TEXT UNDER STUDY:
::::

We did end up going to church.. the children's mass... it felt like such a charade, I did not want to be there.. it was very uncomfortable. The only reason we went is because my grandma is with us, it was to make her happy. Pretend to be something I'm not, to be a total hypocrite, is the only way to make her happy. I want to vomit. So yes... we sat through... trudged on, it was an old SJ speech teacher who was the priest. Didn't make much difference, my parents slept through the whole thing, anthony played cards, nora clung, john busied himself with small bits of paper... I oogled all the people I "used" to know... including the formally stick-thin Billy Fedorko, ok... isn't that a horrible name?? ISN'T IT?? Say it out loud.. Bil-ly Fe-dork-o.. now, imagine a second grader who would have killed to be ms. fedorko... yes.. now laugh histarically tilll you wet yourself. The thing is, he was like a total Adonis at my school.. all the girls had crushes on him, uhm.. hey.. I was trying to fit in.. I just moved here! Ok.. but yeah.. so mr. stick-thin has like.. quadrupled in width, footbal I believe.. yeah, he is like definiton of jock. So yeah.. it was funny to see him. ah.... pathetic memories.

I sort of knew I was going to get crap for christmas. I already got my tablet, I've already played with it, I'm pretty much tired of it. However, I kept clinging to a shred of hope that it was a false-main gift.. that my parents planned something totally fantastic as a surprise. My other half tried to keep that half in reality. Ugh... but oh how I got dragged into the light of that hope. It made the blow of nothing that much harder. I always hope people will put some degree of thought into my gift. Instead, I get a stack of junk that people think might make a nice gift for someone outside the family, roll around last minute, "OH GOD.. NOTHING FOR SARAH.. GIVE HER THIS!" Maybe I am a dirty ingrate.. maybe I should be entirely thankful for what I got.. maybe maybe maybe. How come they always give the good stuff to my siblings. I have to bask in the limelight... glaring at their stuff, waiting for them to tire of it so I can rescue it and claim it as my own. Let me do an inventory:

-Pajamas from grandma (OH HOT DAMN.. PAJAMAS... HALF MY DRESSER IS FULL OF FRICKIN' PAJAMAS)

::::

DATA:
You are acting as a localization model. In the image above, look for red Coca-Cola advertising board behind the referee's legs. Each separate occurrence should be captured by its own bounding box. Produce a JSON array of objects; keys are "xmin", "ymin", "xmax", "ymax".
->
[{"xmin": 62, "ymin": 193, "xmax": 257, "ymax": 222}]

::::

WHAT IS BEING ASKED: In the diary entry, list each person or pair named in the sentence beginning "Didn't make much difference," along with what each did. None of the material is needed for this work.

PROBLEM SOLUTION:
- The writer's parents slept through the whole thing.
- Anthony played cards.
- Nora clung.
- John busied himself with small bits of paper.